Gençken sağlık sigortası almak gereksiz midir? Yoksa gelecek için akıllıca bir yatırım mıdır?
İlk bakışta gereksiz gibi…
Yirmili yaşlar sağlık açısından en güçlü olduğumuz dönemdir. Ne ciddi hastalıklar, ne kronik rahatsızlıklar, ne de yüksek tedavi masrafları ile sıklıkla karşılaşırız. Bu yüzden çoğu genç “ zaten hastalanmıyorum. Sigorta için neden ayda 300-400 TL vereyim?” diye düşünüyor.
Mesele sadece bugünkü sağlık durumun değil, mesele beklenmedik durumlara ne kadar hazırlıklı olduğun.
Bir spor kazası, bir apandisit atağı ya da ani bir ameliyat… Bir gecede 20.000 TL’yi aşan hastane faturaları genç yaşta kimsenin planında yoktur. Ama hayatın planında olabilir.

::::::::

Yönergeler:
#1 Sağlık sigortası metninde "Bir spor kazası, bir" ifadesinden başlayıp "hayatın planında olabilir." ifadesine kadar, bu ifade de dahil olmak üzere, olan bölümü hiç değiştirmeden yazın.
#2 Sağlık sigortası metnine göre gençler sigorta için ayda ne kadar ödemeyi gereksiz buluyor?
#3 Sağlık sigortası metnini son cümlesinden sonra gelecek kısımla sürdürün.

Veriler:

::::::::

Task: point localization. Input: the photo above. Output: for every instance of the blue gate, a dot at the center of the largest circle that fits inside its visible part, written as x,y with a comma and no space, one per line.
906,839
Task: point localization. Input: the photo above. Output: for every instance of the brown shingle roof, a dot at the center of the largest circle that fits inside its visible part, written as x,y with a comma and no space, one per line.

::::::::

Yazılı Yanıtlar:
#1
Bir spor kazası, bir apandisit atağı ya da ani bir ameliyat… Bir gecede 20.000 TL’yi aşan hastane faturaları genç yaşta kimsenin planında yoktur. Ama hayatın planında olabilir.

#2 Ayda 300-400 TL.

#3
Gençken sağlık sigortası almanın beş önemli nedenini hızlıca gözden geçirelim;
• Sigorta primleri yaşla birlikte artar. Ne kadar erken başlarsan o kadar ucuza sigorta sahibi olursun.
• Sağlıklı olmak, kazalara karşı korunduğun anlamına gelmez. Sigorta sayesinde özel hastanede hızlı ve ek ödeme yapmadan tedavi olabilirsin.
• İleride oluşabilecek hastalıklar poliçeye dahil edilmeyebilir. Gençken başla, kapsamın geniş olsun.
• Sgk ile saatler süren randevu sıralarına veda et, randevunu hızlı al, zaman kazan. İş veya okul temposunda vakit kaybı yaşamadan özel hastanelerde hızlıca muayene olmak lüks değil bazen bir zorunluluktur.
• Genç yaşta bir sağlık sorunu yaşandığında hem fiziksel hem de maddi stres yaşanır.
Sağlık sigortası ile “ Hastane faturası mı sağlık mı?” ikilemini yaşamazsın.
Gençken sağlık sigortası yaptırmak = Akıllı yatırım
Şimdi düşün, geleceğini koru.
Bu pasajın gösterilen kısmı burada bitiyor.